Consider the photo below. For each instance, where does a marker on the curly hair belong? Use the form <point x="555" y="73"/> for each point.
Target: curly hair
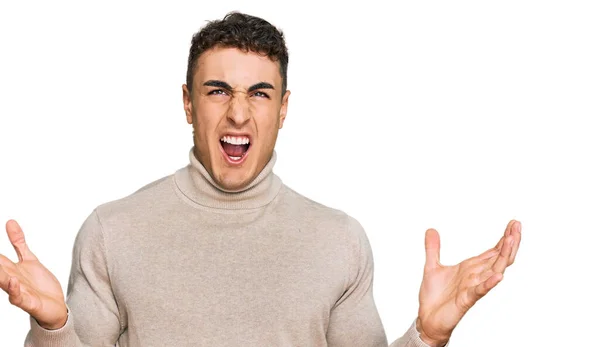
<point x="244" y="32"/>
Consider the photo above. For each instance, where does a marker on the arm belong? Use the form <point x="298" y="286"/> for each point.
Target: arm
<point x="354" y="320"/>
<point x="93" y="318"/>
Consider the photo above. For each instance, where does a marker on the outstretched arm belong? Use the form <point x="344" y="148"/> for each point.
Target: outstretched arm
<point x="93" y="318"/>
<point x="448" y="292"/>
<point x="354" y="320"/>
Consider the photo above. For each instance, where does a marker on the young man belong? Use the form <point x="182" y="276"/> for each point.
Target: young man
<point x="222" y="253"/>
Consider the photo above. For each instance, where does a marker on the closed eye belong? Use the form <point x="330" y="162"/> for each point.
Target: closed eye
<point x="261" y="94"/>
<point x="217" y="92"/>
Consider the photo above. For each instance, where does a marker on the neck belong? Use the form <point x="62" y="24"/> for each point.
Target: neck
<point x="197" y="185"/>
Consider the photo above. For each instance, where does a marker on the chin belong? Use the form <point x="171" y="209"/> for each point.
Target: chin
<point x="233" y="183"/>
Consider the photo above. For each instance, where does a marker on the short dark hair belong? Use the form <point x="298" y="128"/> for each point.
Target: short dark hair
<point x="242" y="31"/>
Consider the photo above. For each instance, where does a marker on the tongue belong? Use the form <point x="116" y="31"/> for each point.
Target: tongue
<point x="234" y="150"/>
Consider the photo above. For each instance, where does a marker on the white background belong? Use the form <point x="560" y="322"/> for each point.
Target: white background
<point x="454" y="115"/>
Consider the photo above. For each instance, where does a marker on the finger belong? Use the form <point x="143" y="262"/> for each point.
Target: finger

#### TO DO:
Switch each "marker" in the data above to "dot", change nothing else, and write out all the lines again without the pictures.

#### RESULT:
Consider the photo below. For each instance, where does a dot on the curly hair belong? Use the form <point x="555" y="73"/> for each point.
Target: curly hair
<point x="244" y="32"/>
Consider the photo above. For each instance, where does a dot on the arm belong? Use the form <point x="298" y="286"/> for each point.
Target: arm
<point x="354" y="320"/>
<point x="93" y="318"/>
Consider the photo above. For each instance, where does a dot on the outstretched arm belong? Use the form <point x="344" y="148"/> for each point.
Target: outstretched arm
<point x="93" y="318"/>
<point x="448" y="292"/>
<point x="354" y="320"/>
Consider the photo above. For each instance, where does a dot on the young man belong? Use the form <point x="182" y="276"/> for each point.
Target: young man
<point x="222" y="253"/>
Consider the photo above. For each instance, where does a dot on the closed eye belong? Use the form <point x="330" y="162"/> for each point.
Target: closed eye
<point x="261" y="94"/>
<point x="217" y="92"/>
Consider the photo above. For each instance, where does a dot on the neck belong? Use the form <point x="62" y="24"/> for each point.
Target: neck
<point x="197" y="185"/>
Consider the photo above. For each instance, where does a dot on the chin belong? Use the form <point x="171" y="209"/> for each point.
Target: chin
<point x="233" y="183"/>
Consider the photo above. For each instance, where does a dot on the short dark hair belong? Use the form <point x="298" y="128"/> for each point.
Target: short dark hair
<point x="242" y="31"/>
Consider the photo above. For each instance, where does a dot on the tongue belong? Use the form <point x="116" y="31"/> for each point.
Target: tongue
<point x="234" y="150"/>
Consider the photo above. For each instance, where does a dot on the white background belong? Use the form <point x="560" y="322"/> for each point.
Target: white background
<point x="454" y="115"/>
Consider the photo above. For each instance, where does a dot on the finger belong? Use the form <point x="143" y="262"/> for each point.
Target: finger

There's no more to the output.